PASSAGE →
□ □ □ □
I got one today at a gas station/mart. All that eye-rolling and sighing... I wasn’t in the mood for it. Told her we all have jobs to do and she should drop it and do hers.

Geez, the horror: just went over 3 items in the bag (which I wouldn’t have to do if the moron didn’t stick a hot sandwich into the same bag as a cold gallon of milk and frosted(!!!) donuts. What, 2 bags would break you?

And it was a GenXer!! I was so disappointed! I expect this from kids (and men tee-hee), but a full-grown woman?!?


----------



## nightshaadow (May 2, 2019)

I had an encounter with a McDonald's Nazi and she actually told me that I had to go back around and wait in line again because I didn't give her the last three order number at the drive-thru speaker. I cancelled and moved on. The other restaurants never have a problem with me driving straight up to the drive-thru window and bypassing the speaker. Oh well, "no soup for me!"


----------



## kingcorey321 (May 20, 2018)

Seamus said:


> That should be an easy yes or no answer, but now it is sort of. They all used to get the price that the delivery apps would have paid them had the delivery been done. Recently, several restaurants have been telling me they get capped at a certain amount. I don’t know what that amount is but I’ll ask one of the people I know at restaurants tomorrow night.
□ □ □ □
Extracted records:
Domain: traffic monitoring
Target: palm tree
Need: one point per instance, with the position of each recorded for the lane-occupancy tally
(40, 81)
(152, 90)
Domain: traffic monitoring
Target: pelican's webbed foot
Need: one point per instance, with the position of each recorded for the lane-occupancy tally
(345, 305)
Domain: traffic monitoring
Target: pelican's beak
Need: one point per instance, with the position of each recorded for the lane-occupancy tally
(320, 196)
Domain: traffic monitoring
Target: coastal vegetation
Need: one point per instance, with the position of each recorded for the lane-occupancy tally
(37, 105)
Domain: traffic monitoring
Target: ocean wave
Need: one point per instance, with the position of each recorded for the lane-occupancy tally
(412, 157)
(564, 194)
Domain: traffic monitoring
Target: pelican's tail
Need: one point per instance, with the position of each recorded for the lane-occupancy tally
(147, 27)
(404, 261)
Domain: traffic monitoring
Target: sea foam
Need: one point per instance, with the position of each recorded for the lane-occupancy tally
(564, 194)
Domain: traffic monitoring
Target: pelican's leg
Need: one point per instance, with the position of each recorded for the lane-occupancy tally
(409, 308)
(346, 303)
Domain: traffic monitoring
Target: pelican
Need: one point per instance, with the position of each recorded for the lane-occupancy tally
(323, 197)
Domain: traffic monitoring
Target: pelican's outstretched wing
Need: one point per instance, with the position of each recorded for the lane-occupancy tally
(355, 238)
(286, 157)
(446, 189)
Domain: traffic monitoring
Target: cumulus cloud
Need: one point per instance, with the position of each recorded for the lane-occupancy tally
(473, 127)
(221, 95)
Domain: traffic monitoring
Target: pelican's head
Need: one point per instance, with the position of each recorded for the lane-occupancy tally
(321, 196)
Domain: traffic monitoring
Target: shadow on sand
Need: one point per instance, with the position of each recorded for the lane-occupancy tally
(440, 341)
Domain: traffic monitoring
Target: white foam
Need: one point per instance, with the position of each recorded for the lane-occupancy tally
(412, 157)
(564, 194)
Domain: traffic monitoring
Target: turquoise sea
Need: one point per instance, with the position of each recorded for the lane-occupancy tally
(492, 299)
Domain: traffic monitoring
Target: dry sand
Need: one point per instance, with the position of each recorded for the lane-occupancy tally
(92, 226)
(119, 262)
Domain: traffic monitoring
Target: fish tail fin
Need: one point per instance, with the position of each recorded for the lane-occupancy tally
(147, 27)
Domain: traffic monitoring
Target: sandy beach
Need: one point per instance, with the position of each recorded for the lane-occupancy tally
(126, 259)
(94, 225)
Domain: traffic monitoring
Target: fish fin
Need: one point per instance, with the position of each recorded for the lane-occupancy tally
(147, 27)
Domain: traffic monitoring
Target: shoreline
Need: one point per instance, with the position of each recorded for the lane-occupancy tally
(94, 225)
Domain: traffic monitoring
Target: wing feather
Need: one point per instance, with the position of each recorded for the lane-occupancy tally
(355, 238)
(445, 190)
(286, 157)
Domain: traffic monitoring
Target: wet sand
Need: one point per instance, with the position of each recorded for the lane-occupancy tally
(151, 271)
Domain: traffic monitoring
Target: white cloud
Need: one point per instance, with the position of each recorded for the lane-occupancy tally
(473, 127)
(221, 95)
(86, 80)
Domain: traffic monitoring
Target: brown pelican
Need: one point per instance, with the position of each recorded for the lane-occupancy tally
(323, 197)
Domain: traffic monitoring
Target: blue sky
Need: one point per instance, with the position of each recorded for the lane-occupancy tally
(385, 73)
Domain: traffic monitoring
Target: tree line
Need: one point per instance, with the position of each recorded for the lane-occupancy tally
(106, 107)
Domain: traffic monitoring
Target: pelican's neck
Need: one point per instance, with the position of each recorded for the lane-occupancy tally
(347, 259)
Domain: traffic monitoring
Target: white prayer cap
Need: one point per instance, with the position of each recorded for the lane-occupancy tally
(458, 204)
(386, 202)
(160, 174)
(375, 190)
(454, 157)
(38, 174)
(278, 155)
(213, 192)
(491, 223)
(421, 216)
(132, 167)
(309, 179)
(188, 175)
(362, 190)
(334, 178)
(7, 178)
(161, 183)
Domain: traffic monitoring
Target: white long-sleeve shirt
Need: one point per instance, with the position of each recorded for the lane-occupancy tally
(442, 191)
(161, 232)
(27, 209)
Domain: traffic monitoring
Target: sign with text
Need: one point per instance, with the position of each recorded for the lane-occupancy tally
□ □ □ □
PROBLEMS TO WORK ON →
- 1) Answer each question about the forum thread on service encounters, labeling your answers with the matching letters.
(a) At what kind of place did the first poster have the encounter?
(b) What did the McDonald's worker tell nightshaadow to do?
(c) According to the quoted post, what have several restaurants recently been saying about what they get paid?
- 2) Resume the forum thread on service encounters, starting right after its final sentence.
These entries have no connection to the forum thread on service encounters.

RESPONSES IN ORDER →
- 1)
(a) At a gas station/mart.
(b) To go back around and wait in line again.
(c) That they get capped at a certain amount.

- 2)
Use a drop phone . Call in a 150 dollar order lots of food . Do not pic it up . Ow well pay back bit......!! Waste there money . Do this 3 or 4 times . No i am not telling anybody to do this . I would though if it was the owner of the restaurant


----------



## Ms. Mercenary (Jul 24, 2020)

kingcorey321 said:


> Use a drop phone . Call in a 150 dollar order lots of food . Do not pic it up . Ow well pay back bit......!! Waste there money . Do this 3 or 4 times . No i am not telling anybody to do this . I would though if it was the owner of the restaurant


Most restaurants require pre-payment on large orders.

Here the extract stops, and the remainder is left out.